▸ **Records from a data source**:
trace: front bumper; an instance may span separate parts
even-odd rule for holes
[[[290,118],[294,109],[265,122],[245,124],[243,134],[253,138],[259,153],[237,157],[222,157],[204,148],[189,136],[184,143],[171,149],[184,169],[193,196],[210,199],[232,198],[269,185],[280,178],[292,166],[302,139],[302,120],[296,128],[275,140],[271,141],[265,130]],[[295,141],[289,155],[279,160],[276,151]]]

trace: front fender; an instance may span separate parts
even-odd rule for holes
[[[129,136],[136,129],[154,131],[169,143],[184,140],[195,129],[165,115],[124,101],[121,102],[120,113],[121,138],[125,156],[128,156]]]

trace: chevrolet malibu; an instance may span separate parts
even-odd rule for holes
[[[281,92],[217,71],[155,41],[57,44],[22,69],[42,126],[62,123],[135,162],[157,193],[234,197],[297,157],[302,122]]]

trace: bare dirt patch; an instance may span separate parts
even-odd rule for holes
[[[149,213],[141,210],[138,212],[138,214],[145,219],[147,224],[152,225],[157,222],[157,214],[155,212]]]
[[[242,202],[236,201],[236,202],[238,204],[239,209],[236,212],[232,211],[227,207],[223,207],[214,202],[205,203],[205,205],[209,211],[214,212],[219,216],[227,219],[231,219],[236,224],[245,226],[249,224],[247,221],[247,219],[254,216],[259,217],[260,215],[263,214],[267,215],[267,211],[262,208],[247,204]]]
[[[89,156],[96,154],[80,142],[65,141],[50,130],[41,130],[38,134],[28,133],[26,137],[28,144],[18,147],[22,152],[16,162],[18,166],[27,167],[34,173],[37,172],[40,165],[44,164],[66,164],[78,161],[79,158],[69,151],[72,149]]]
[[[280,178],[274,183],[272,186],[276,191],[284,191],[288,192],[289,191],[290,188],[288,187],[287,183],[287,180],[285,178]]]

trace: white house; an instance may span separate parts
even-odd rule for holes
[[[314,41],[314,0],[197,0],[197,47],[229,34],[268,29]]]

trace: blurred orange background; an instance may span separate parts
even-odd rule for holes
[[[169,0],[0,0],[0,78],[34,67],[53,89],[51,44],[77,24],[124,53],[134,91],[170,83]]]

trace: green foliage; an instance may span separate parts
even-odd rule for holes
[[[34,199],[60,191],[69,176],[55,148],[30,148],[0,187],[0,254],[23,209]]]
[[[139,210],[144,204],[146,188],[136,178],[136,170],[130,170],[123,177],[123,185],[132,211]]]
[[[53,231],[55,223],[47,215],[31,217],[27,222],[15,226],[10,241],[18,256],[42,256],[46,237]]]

---

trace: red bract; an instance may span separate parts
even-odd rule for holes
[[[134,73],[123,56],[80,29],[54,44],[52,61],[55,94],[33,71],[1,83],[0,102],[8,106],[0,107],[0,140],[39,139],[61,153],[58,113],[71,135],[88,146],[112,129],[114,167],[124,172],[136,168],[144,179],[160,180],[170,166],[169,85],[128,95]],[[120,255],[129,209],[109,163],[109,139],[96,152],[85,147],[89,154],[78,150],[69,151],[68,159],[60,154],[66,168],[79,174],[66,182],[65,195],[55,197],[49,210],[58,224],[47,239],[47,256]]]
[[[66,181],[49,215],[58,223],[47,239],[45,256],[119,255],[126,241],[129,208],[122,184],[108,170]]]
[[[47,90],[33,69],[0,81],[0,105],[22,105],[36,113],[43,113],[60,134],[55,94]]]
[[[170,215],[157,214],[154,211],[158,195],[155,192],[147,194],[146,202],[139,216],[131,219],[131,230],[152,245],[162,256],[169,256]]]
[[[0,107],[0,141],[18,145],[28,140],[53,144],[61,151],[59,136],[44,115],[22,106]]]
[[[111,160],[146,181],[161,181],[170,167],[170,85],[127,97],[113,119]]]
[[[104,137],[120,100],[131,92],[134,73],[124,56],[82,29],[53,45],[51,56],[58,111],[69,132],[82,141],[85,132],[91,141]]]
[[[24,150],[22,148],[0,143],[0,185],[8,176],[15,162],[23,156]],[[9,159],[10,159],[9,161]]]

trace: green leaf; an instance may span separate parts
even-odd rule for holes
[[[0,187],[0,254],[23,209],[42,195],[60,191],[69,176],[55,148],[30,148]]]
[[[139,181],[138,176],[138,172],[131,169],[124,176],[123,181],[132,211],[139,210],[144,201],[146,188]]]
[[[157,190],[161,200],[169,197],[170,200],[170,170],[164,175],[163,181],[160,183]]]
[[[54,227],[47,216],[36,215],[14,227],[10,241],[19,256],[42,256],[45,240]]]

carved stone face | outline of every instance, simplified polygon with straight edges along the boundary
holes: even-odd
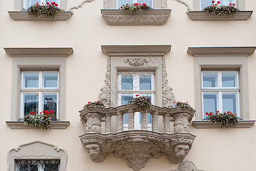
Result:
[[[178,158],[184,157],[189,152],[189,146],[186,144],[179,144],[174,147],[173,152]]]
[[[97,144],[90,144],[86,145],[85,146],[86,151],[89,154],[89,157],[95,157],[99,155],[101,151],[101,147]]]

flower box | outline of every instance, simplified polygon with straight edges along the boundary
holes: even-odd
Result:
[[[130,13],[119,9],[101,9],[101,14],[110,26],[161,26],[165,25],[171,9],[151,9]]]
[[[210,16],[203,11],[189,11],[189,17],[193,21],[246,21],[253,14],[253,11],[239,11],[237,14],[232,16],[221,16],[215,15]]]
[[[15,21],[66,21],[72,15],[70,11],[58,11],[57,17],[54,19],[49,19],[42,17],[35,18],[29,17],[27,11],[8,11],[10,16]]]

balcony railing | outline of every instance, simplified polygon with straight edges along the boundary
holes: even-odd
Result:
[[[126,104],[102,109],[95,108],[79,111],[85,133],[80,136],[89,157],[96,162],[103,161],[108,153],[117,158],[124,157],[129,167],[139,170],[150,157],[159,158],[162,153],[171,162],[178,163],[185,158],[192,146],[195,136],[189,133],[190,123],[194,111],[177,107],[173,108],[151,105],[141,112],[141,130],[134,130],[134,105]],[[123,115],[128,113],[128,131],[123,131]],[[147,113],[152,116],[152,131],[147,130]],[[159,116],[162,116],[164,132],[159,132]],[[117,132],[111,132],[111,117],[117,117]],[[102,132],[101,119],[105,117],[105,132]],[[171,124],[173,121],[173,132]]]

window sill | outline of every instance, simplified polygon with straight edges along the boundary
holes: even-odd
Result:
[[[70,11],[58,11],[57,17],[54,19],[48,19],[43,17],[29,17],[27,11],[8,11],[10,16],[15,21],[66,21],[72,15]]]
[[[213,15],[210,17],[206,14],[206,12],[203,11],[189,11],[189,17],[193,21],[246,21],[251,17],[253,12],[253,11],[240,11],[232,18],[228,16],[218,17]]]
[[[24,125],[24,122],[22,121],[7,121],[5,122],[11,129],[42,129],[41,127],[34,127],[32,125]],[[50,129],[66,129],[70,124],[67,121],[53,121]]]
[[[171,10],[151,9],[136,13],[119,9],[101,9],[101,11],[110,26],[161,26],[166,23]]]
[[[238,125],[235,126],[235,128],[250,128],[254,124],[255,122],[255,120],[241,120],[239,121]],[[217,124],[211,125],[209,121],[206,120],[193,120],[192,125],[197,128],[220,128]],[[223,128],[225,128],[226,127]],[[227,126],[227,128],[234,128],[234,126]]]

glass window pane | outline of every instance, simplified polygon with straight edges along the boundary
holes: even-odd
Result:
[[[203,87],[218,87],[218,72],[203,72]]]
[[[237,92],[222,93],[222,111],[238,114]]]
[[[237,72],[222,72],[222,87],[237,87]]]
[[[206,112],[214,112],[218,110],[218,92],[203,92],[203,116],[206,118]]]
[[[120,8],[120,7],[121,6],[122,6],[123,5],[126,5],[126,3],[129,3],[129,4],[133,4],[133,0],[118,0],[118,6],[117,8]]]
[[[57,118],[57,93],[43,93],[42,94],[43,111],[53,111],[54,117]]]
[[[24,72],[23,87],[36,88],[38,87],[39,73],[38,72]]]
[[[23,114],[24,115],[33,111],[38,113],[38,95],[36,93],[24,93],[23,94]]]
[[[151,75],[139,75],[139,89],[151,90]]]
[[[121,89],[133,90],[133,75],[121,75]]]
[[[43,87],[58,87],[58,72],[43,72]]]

--

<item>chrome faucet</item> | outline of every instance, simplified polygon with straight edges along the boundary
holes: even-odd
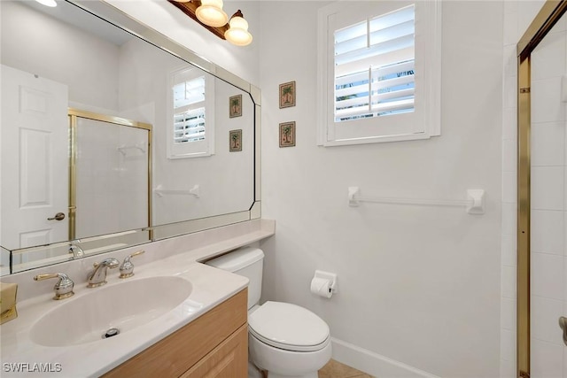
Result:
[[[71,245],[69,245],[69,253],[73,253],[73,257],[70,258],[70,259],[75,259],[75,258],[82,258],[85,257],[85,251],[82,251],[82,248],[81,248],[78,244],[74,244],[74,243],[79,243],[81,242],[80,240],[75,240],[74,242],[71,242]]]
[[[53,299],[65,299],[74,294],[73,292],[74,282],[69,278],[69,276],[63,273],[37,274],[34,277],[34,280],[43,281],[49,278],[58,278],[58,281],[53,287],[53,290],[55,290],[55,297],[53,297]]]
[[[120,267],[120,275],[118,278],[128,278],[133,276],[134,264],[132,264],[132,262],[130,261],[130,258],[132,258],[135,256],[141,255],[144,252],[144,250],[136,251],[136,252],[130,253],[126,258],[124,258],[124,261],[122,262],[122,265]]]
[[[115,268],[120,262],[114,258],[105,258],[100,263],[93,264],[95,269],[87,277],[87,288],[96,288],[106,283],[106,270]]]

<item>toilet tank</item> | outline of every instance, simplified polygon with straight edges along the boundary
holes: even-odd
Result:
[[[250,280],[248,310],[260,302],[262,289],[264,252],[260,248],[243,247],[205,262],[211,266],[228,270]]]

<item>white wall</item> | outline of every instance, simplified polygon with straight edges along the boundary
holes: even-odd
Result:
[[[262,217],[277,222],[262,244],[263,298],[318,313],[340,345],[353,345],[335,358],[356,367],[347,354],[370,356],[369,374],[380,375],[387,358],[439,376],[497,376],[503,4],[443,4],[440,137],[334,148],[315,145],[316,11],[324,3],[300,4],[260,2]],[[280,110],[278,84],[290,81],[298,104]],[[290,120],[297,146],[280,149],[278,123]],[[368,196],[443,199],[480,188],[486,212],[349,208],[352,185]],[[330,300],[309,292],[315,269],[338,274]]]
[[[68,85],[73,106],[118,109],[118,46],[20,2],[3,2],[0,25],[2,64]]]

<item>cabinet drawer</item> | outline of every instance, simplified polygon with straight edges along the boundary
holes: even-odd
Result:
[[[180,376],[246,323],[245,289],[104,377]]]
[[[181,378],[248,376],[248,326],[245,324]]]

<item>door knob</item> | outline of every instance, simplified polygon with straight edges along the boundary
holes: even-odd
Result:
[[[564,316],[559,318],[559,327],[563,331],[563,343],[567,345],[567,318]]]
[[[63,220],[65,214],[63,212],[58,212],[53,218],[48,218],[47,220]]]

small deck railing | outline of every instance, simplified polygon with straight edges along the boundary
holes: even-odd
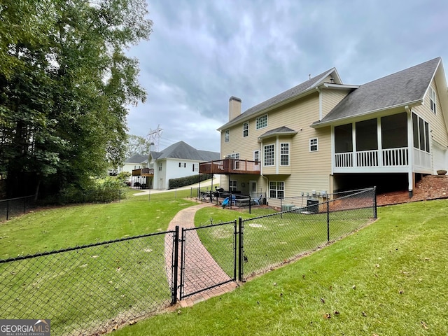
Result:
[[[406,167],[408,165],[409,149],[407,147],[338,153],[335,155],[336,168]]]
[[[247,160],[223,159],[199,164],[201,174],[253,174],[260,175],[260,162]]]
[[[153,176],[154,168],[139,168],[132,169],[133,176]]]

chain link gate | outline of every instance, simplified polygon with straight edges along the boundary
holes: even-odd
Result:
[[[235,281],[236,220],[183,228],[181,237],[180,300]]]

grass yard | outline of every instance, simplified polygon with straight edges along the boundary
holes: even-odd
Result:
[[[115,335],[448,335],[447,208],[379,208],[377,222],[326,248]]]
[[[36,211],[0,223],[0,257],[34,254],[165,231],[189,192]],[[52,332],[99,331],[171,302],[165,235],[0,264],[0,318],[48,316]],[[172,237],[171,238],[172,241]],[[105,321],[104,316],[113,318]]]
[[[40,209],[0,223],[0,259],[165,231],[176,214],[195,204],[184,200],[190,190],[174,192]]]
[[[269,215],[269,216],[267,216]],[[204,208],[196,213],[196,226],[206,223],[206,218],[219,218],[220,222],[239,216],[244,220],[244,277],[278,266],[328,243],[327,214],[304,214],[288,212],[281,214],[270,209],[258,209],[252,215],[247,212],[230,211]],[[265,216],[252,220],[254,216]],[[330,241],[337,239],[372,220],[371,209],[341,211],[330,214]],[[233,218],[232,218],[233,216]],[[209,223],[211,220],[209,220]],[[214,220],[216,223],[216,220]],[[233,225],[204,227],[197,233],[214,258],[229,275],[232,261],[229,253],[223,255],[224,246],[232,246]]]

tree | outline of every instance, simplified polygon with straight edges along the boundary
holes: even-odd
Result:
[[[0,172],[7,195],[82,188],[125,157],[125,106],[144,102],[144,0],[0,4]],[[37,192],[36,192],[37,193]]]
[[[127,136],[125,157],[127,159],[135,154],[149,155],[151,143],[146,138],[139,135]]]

▸ **Your task**: Reproduce, word for word, the records from the line containing "glass window pane" through the line containing "[[[151,75],[139,75],[139,89],[151,90]]]", including both of those lines.

▸ **Problem solution**:
glass window pane | outline of every instance, simplified polygon with straight edges along the boundary
holes: even-odd
Result:
[[[203,87],[218,87],[218,72],[203,72]]]
[[[237,92],[222,93],[222,111],[238,114]]]
[[[237,72],[222,72],[222,87],[237,87]]]
[[[206,112],[214,112],[218,110],[218,92],[203,92],[203,116],[206,118]]]
[[[120,8],[120,7],[121,6],[122,6],[123,5],[126,5],[126,3],[129,3],[129,4],[133,4],[133,0],[118,0],[118,6],[117,8]]]
[[[57,118],[57,93],[43,93],[42,94],[43,111],[53,111],[54,117]]]
[[[24,72],[23,87],[36,88],[38,87],[39,73],[38,72]]]
[[[23,114],[24,115],[33,111],[38,113],[38,95],[36,93],[24,93],[23,94]]]
[[[151,75],[139,75],[139,89],[151,90]]]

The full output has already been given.